**GIVEN RECORDS**
|---|
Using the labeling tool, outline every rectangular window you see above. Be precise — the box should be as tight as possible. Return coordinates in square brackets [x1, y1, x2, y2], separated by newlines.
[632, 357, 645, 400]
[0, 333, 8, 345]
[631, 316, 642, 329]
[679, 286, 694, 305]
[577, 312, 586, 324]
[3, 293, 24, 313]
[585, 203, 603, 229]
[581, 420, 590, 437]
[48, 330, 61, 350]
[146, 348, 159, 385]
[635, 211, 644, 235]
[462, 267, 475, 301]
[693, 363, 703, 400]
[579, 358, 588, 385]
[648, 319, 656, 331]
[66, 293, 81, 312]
|---|
**WORK REQUEST**
When you output the entries, keep every word exactly as it stands.

**RESPONSE TO THE TASK**
Using the labeling tool, outline every rectangular window you see above. Be precise — the box should be as tight as possible. Return coordinates in square brackets [x1, y1, x2, y2], separated by newlines.
[632, 357, 645, 400]
[0, 333, 8, 345]
[631, 316, 642, 329]
[679, 286, 694, 305]
[577, 312, 586, 324]
[3, 293, 24, 313]
[585, 203, 603, 229]
[581, 420, 590, 437]
[48, 330, 61, 350]
[146, 348, 159, 385]
[635, 211, 644, 235]
[462, 267, 475, 301]
[693, 363, 703, 400]
[579, 358, 588, 385]
[648, 319, 656, 331]
[66, 293, 81, 312]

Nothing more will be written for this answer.